* [小問 1]
本文の一文「ダンサーである康本雅子さんは性教育にも取り組んでいらっしゃることはチラシに記載されていました。」を英語に訳しなさい。

* [本文]
● ● ●

舞台中央で踊る康本雅子さん 撮影:金サジ

2023年2月12日、フェニーチェ堺でコンテンポラリーダンサーの康本雅子さんの「子ら子ら(主催:堺市文化振興財団)」を鑑賞しました。ジェンダーとセクシャリティ、母と子の関係について問う、現代的なダンス公演。終了後に、鑑賞体験を誰かと語ってゆくことによって、そんな見方があったのか、とハッとするような考え方を聞いて、自分もまた揺れ動き出すアフタートークも印象に残っています。

 

ダンサーである康本雅子さんは性教育にも取り組んでいらっしゃることはチラシに記載されていました。その情報から、おおむね女性の経験しかない母が男性の育ちゆく身体とどのようにつきあうのか、語られにくいことがダンスの身体によって示唆的に表されていることに気づきました。反復される動きと言葉は、えんえんと続く日常が想起され、また承認欲求は満たしても満たしてもキリはないものだからこそ、その境界を出てゆく瞬間は著しく複雑な感情が渦巻くことを感じさせるものでした。そして、それは数ヶ月の時間を経て、さらにじわじわと思い起こされ、あのときあのシーンに反応した感覚を思い出します。

 

「芸術」というもののが、社会状況のなかで変化していることはおよそ知っています。

 

古代の人は芸術を意識せずに洞窟に壁画を描いたり、生活につかう器物や衣服、祭りや儀礼に使用するものに装飾を施したことでしょう。手順や振付、言葉、歌、そうした全てが暮らしを彩り、やがて交換や売り買いの対象となり、戦争の広報物となったり、保存の対象となったり、ならなかったりして、現在へと続いています。そして芸術のなかに今日的なテーマが埋め込まれることは、現代の特徴なのかもしれません。(検閲のある国もいまだにありますが。)

● ● ●

* [小問 2]
一覧から、文字列「reflection」を含む行をすべて書き出しなさい。大文字と小文字は区別すること。

● ● ●

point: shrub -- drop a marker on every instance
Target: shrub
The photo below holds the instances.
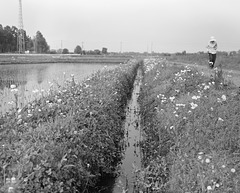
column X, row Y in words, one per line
column 67, row 141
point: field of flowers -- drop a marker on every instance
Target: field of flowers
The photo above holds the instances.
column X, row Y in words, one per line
column 67, row 141
column 191, row 135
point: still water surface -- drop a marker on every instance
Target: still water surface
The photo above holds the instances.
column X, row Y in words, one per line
column 33, row 80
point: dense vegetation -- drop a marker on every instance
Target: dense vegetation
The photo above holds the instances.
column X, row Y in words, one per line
column 190, row 129
column 67, row 141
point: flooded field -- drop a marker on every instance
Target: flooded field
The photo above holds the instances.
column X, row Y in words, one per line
column 34, row 80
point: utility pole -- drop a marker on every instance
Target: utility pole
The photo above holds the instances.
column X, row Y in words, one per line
column 120, row 47
column 20, row 39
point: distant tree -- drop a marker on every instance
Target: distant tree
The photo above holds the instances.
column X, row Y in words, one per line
column 41, row 45
column 78, row 50
column 52, row 51
column 97, row 52
column 104, row 50
column 59, row 51
column 65, row 51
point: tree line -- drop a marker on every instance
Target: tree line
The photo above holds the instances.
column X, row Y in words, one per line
column 9, row 38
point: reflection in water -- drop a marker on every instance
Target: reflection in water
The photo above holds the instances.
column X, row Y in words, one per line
column 32, row 80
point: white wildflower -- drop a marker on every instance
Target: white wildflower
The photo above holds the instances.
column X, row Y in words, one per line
column 220, row 119
column 172, row 98
column 224, row 98
column 13, row 86
column 209, row 188
column 195, row 97
column 233, row 170
column 193, row 105
column 207, row 160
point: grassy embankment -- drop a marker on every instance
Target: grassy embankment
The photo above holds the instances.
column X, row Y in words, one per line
column 67, row 141
column 191, row 131
column 60, row 58
column 226, row 61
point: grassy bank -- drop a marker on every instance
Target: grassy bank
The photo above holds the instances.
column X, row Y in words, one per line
column 231, row 62
column 60, row 58
column 67, row 141
column 191, row 131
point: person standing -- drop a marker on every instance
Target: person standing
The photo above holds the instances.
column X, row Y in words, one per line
column 212, row 51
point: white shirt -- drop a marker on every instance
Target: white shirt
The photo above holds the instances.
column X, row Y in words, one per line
column 212, row 47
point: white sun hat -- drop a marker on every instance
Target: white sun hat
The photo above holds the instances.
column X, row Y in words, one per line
column 212, row 38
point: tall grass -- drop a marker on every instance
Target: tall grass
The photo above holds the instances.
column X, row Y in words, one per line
column 68, row 140
column 191, row 131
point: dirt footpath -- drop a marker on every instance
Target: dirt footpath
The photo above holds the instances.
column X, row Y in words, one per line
column 231, row 75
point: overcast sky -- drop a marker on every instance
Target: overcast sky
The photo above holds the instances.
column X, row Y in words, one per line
column 141, row 25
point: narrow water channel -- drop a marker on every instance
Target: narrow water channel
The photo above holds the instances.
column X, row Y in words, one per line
column 132, row 158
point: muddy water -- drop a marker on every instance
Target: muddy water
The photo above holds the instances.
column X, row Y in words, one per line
column 34, row 80
column 132, row 158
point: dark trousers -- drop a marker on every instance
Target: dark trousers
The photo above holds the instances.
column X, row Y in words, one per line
column 212, row 58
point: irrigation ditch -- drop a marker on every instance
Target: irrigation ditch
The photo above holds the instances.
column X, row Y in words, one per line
column 75, row 139
column 132, row 158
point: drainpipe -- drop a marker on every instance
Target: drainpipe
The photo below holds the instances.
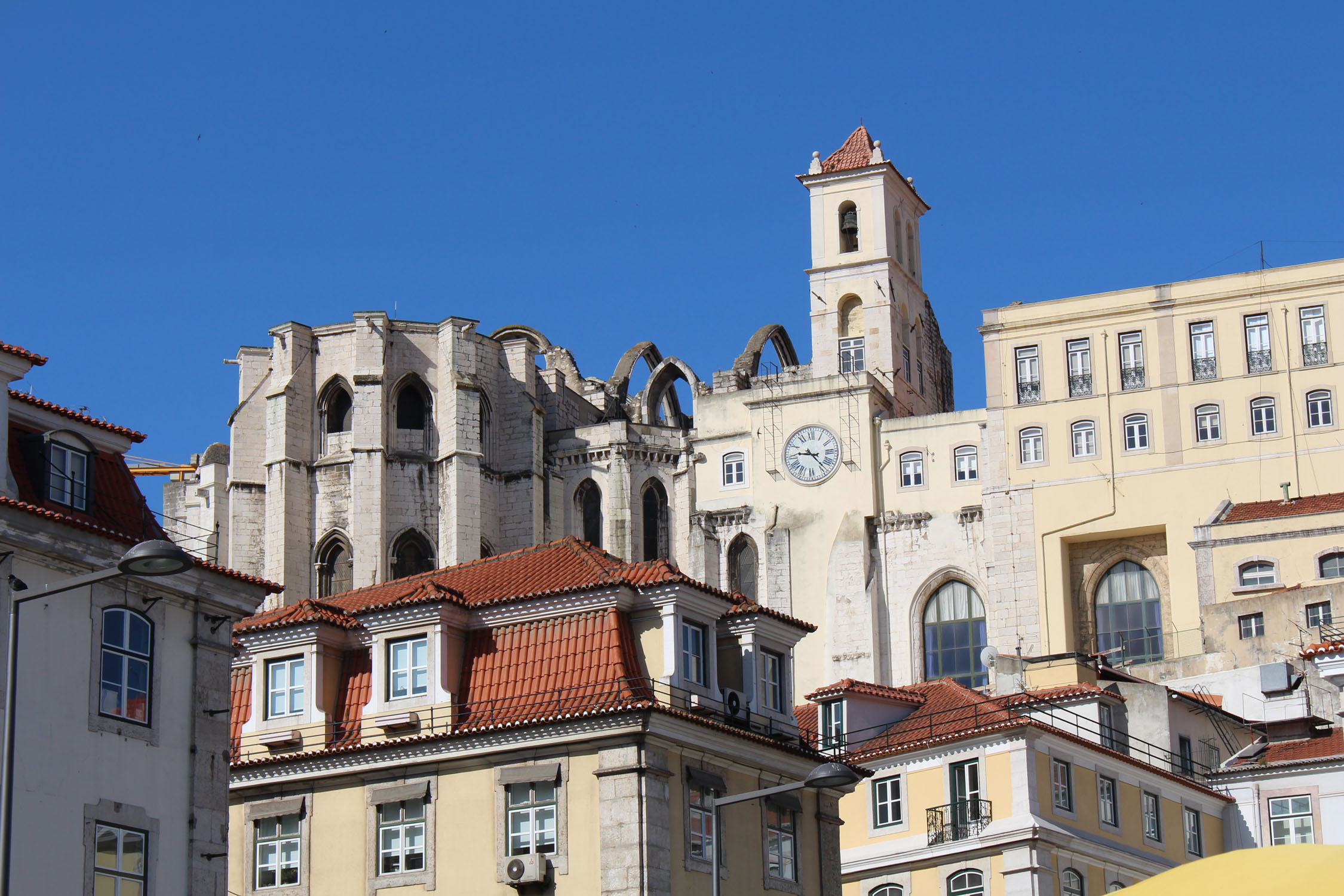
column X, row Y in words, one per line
column 1110, row 446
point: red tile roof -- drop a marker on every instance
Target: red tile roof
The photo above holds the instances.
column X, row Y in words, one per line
column 240, row 703
column 869, row 689
column 570, row 665
column 33, row 358
column 857, row 152
column 566, row 566
column 1273, row 510
column 76, row 416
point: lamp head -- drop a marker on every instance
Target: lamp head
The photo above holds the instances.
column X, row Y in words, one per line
column 155, row 558
column 832, row 774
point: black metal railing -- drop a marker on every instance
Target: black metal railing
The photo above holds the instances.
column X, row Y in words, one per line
column 958, row 821
column 1259, row 360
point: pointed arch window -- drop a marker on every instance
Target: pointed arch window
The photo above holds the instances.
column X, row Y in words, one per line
column 1130, row 614
column 335, row 569
column 588, row 503
column 955, row 634
column 655, row 507
column 412, row 555
column 742, row 566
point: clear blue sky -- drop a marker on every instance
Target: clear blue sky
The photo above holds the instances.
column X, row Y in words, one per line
column 178, row 177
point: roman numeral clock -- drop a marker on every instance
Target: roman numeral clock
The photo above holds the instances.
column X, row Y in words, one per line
column 812, row 455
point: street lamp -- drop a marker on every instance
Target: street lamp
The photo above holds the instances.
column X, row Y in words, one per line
column 148, row 558
column 831, row 774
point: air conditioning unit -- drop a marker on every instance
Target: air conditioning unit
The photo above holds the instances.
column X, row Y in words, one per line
column 526, row 870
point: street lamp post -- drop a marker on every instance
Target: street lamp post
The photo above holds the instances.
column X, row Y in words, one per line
column 147, row 558
column 832, row 774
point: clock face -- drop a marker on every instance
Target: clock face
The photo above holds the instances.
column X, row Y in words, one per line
column 812, row 455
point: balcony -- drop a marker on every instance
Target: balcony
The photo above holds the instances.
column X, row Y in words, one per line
column 958, row 821
column 1259, row 360
column 1132, row 376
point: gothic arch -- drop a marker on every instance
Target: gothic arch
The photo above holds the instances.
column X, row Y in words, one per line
column 660, row 390
column 775, row 333
column 620, row 381
column 519, row 331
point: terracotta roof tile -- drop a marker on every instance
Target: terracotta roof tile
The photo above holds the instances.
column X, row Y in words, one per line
column 857, row 152
column 1273, row 510
column 33, row 358
column 867, row 688
column 76, row 416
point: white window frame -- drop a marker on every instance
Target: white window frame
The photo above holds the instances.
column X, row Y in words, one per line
column 886, row 798
column 278, row 840
column 1062, row 784
column 734, row 469
column 288, row 689
column 695, row 640
column 1208, row 424
column 1136, row 433
column 966, row 460
column 1320, row 409
column 1288, row 814
column 1087, row 432
column 912, row 469
column 1031, row 437
column 407, row 670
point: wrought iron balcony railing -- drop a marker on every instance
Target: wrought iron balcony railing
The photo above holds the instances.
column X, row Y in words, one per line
column 1132, row 376
column 958, row 821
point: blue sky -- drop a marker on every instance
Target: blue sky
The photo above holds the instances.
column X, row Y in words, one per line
column 180, row 177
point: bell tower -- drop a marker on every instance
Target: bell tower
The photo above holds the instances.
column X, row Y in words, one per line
column 869, row 309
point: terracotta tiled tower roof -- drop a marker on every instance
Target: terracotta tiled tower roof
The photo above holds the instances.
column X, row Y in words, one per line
column 857, row 152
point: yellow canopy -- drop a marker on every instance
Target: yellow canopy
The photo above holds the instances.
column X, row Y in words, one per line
column 1272, row 870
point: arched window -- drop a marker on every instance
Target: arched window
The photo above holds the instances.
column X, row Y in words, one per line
column 1320, row 409
column 742, row 566
column 1130, row 614
column 127, row 653
column 848, row 228
column 734, row 469
column 968, row 883
column 1085, row 438
column 912, row 469
column 335, row 570
column 412, row 555
column 1262, row 417
column 968, row 464
column 655, row 520
column 1208, row 424
column 955, row 634
column 588, row 503
column 1256, row 574
column 1136, row 432
column 1031, row 445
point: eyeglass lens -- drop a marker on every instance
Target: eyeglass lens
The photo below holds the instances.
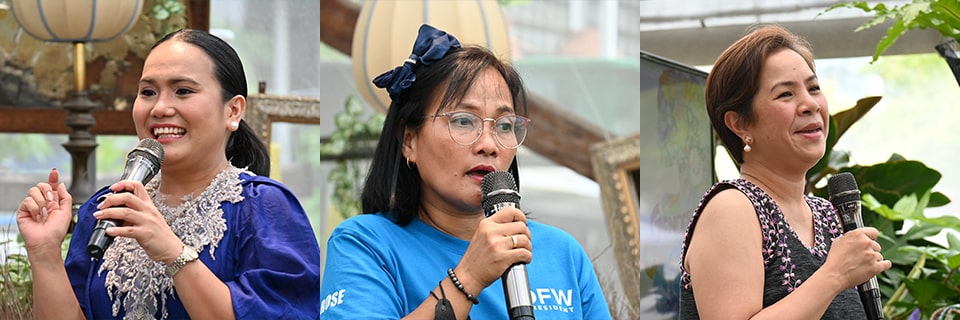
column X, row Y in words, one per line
column 466, row 128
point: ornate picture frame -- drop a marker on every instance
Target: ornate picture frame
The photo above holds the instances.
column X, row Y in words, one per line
column 615, row 165
column 263, row 110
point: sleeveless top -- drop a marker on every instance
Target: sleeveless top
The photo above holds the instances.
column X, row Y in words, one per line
column 787, row 261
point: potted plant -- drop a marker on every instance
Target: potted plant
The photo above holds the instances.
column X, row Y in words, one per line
column 940, row 15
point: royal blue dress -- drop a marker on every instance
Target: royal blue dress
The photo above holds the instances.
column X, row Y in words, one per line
column 251, row 232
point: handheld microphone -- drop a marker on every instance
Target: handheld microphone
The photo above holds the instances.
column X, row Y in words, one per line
column 143, row 162
column 845, row 196
column 499, row 190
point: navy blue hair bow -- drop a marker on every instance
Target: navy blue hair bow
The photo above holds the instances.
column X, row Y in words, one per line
column 431, row 45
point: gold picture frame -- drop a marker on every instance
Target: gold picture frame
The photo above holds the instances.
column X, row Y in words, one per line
column 616, row 165
column 263, row 110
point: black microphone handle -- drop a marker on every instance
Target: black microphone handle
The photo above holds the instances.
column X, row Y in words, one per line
column 516, row 285
column 870, row 297
column 850, row 217
column 99, row 240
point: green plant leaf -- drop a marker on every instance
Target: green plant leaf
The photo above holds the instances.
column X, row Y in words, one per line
column 894, row 179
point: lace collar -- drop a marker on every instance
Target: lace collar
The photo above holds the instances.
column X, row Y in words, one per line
column 134, row 282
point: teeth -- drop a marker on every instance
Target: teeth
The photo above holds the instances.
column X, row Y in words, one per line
column 166, row 132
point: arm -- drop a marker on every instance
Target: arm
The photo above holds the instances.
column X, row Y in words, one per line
column 727, row 273
column 43, row 218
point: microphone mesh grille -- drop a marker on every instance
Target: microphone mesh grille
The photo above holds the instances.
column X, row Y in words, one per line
column 497, row 180
column 149, row 149
column 493, row 181
column 841, row 182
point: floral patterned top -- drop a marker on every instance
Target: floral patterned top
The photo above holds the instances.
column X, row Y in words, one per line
column 787, row 261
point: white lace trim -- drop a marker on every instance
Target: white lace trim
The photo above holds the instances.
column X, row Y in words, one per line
column 134, row 281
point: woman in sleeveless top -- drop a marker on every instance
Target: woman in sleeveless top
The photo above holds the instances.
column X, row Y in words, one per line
column 759, row 247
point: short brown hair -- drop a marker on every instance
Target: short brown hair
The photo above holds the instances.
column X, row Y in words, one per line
column 734, row 79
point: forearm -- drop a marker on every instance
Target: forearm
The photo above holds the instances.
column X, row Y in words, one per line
column 809, row 301
column 53, row 297
column 458, row 301
column 203, row 294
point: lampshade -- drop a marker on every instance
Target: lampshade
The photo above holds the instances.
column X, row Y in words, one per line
column 386, row 29
column 76, row 20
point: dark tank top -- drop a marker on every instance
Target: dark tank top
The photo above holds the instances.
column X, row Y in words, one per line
column 787, row 261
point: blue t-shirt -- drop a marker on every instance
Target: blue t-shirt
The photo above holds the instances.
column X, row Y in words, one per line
column 268, row 257
column 376, row 269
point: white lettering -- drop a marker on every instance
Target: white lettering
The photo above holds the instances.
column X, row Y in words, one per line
column 332, row 300
column 563, row 299
column 542, row 294
column 553, row 299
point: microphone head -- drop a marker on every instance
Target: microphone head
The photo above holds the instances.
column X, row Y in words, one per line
column 150, row 149
column 143, row 162
column 843, row 188
column 496, row 188
column 843, row 185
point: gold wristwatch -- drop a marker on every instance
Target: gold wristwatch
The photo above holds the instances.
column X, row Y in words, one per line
column 188, row 255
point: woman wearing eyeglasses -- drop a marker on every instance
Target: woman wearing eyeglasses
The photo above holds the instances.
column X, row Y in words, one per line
column 425, row 250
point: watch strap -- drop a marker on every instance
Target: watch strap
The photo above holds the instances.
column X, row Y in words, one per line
column 189, row 254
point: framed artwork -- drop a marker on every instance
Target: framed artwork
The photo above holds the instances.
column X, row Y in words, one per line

● ● ●

* [解答例 1]
The flyer stated that the dancer Masako Yasumoto is also engaged in sex education.

* [解答例 2]
point: reflection in water -- drop a marker on every instance
Target: reflection in water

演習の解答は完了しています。